-1

I've random data coming in from a source into a file. I have to read thru the file and extract only that portion of data which falls between particular patterns.

Example: Let's suppose the file myfile.out looks like this.

info-data
some more info-data
=================================================================
some-data
some-data
some-data
=================================================================

======================= CONFIG PARMS : ==========================
some-data
some-data
some-data
=================================================================

======================= REQUEST PARAMS : ========================
some-data
some-data
some-data
=================================================================

===================== REQUEST RESULTS ===========================
some-data
=================================================================
some-data
some-data
=================================================================
Data-I-Need
Data-I-Need
...
...
...
Data-I-Need
==========================F I N I S H============================

some-info-data

I'm looking for the data that matches this particular pattern only

=================================================================
Data-I-Need
Data-I-Need
...
...
...
Data-I-Need
==========================F I N I S H============================

I did try to look around a bit, like

How to select lines between two marker patterns which may occur multiple times with awk/sed

Bash. How to get multiline text between tags

But the awk, sed solutions given there doesn't seem to work, the commands don't give any errors or outputs.

I tried this

PATTERN1="================================================================="
PATTERN2="==========================F I N I S H============================"
awk -v PAT1="$PATTERN1" -v PAT2="$PATTERN2" 'flag{ if (/PAT2/){printf "%s", buf; flag=0; buf=""} else buf = buf $0 ORS}; /PAT1/{flag=1}' myfile.out

and

PATTERN1="================================================================="
PATTERN2="==========================F I N I S H============================"
awk  -v PAT1="$PATTERN1" -v PAT2="$PATTERN2" 'PAT1 {flag=1;next} PAT2 {flag=0} flag { print }' file

Maybe it is due to the pattern? Or I'm doing something wrong.

Script will run on RHEL 6.5.

Marcos
  • 845
  • 3
  • 10
  • 21

4 Answers4

0

Assuming you only need the data and not the pattern, using GNU awk:

awk -v RS='\n={26,}[ A-Z]*={28,}\n' 'RT~/F I N I S H/' file

The record separator RS is set to match lines with a series of = and some optional uppercase characters inbetween.

The only statement is check if the record terminator RT (of the current record) has the FINISH keyword in it. If so, awk will print the whole record consisting of multiple lines.

oliv
  • 12,690
  • 25
  • 45
0

sed can handle this.

Assuming you want to keep the header and footer lines -

$: sed -En '/^=+$/,/^=+F I N I S H=+$/ { /^=+$/ { x; d; }; /^[^=]/ { H; d; }; /^=+F I N I S H=+$/{ H; x; p; q; }; }' infile
=================================================================
Data-I-Need
Data-I-Need
...
...
...
Data-I-Need
==========================F I N I S H============================

If not, use

sed -En '/^=+$/,/^=+F I N I S H=+$/ { /^=+$/ { s/.*//g; x; d; }; /^[^=]/ { H; d; }; /^=+F I N I S H=+$/{ x; p; q; }; }' infile

Note that if you aren't using GNU sed you'll need to insert newlines instead of all those semicolons.

→ **What you need to do**
Could you reproduce the thread word for word, everything from "Bash. How to" down to "errors or outputs."? Rely on the thread alone.

→ **Supplied material**
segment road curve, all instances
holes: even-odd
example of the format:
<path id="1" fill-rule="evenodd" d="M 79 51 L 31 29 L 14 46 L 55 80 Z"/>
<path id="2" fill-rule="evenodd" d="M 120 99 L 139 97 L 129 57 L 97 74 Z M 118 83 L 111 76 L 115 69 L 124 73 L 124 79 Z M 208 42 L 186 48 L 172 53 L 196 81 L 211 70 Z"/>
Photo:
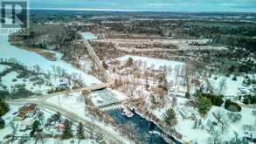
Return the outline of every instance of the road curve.
<path id="1" fill-rule="evenodd" d="M 56 96 L 56 95 L 52 94 L 52 95 L 48 95 L 46 97 L 43 97 L 41 99 L 31 98 L 31 99 L 25 99 L 10 100 L 7 102 L 12 105 L 24 105 L 26 103 L 34 103 L 34 104 L 37 104 L 38 106 L 41 108 L 48 109 L 52 112 L 59 112 L 63 116 L 65 116 L 67 119 L 70 119 L 71 120 L 74 122 L 82 122 L 86 127 L 91 127 L 95 133 L 101 134 L 104 140 L 109 141 L 111 144 L 112 143 L 113 144 L 130 143 L 130 142 L 128 142 L 128 141 L 123 139 L 121 136 L 113 133 L 112 131 L 108 130 L 107 128 L 100 125 L 97 125 L 96 123 L 93 121 L 86 120 L 85 118 L 79 116 L 75 113 L 67 111 L 58 106 L 47 103 L 46 99 L 53 96 Z"/>

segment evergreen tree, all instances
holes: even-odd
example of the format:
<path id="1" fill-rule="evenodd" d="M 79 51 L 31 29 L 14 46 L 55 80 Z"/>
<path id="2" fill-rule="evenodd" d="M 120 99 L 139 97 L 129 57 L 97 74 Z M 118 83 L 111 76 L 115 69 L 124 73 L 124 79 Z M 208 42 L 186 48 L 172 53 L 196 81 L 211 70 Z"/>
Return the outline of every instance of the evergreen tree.
<path id="1" fill-rule="evenodd" d="M 134 64 L 134 59 L 132 58 L 128 58 L 128 59 L 126 61 L 127 66 L 131 66 Z"/>
<path id="2" fill-rule="evenodd" d="M 10 111 L 9 105 L 0 99 L 0 117 Z"/>
<path id="3" fill-rule="evenodd" d="M 172 127 L 176 125 L 177 121 L 176 121 L 176 113 L 172 108 L 170 108 L 167 110 L 164 121 L 168 126 Z"/>
<path id="4" fill-rule="evenodd" d="M 0 117 L 0 129 L 4 128 L 4 125 L 5 125 L 4 120 Z"/>
<path id="5" fill-rule="evenodd" d="M 64 126 L 65 129 L 62 133 L 62 139 L 70 139 L 72 137 L 72 122 L 66 119 L 64 121 Z"/>
<path id="6" fill-rule="evenodd" d="M 102 62 L 102 65 L 103 65 L 105 70 L 108 70 L 108 65 L 106 64 L 105 61 Z"/>
<path id="7" fill-rule="evenodd" d="M 85 139 L 85 129 L 84 129 L 84 125 L 80 122 L 78 127 L 77 127 L 77 138 L 80 140 L 78 143 L 80 142 L 80 140 Z"/>
<path id="8" fill-rule="evenodd" d="M 203 115 L 205 115 L 207 114 L 211 107 L 211 100 L 206 97 L 201 96 L 199 98 L 199 106 L 198 106 L 199 113 Z"/>
<path id="9" fill-rule="evenodd" d="M 190 94 L 189 92 L 186 92 L 186 93 L 185 93 L 185 97 L 186 97 L 187 99 L 190 99 Z"/>
<path id="10" fill-rule="evenodd" d="M 40 122 L 38 120 L 35 120 L 33 122 L 33 125 L 32 125 L 32 130 L 31 131 L 31 137 L 33 137 L 34 134 L 35 134 L 35 132 L 38 132 L 39 130 L 39 126 L 40 126 Z"/>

→ **Response to the task**
Bash. How to get multiline text between tags

But the awk, sed solutions given there doesn't seem to work, the commands don't give any errors or outputs.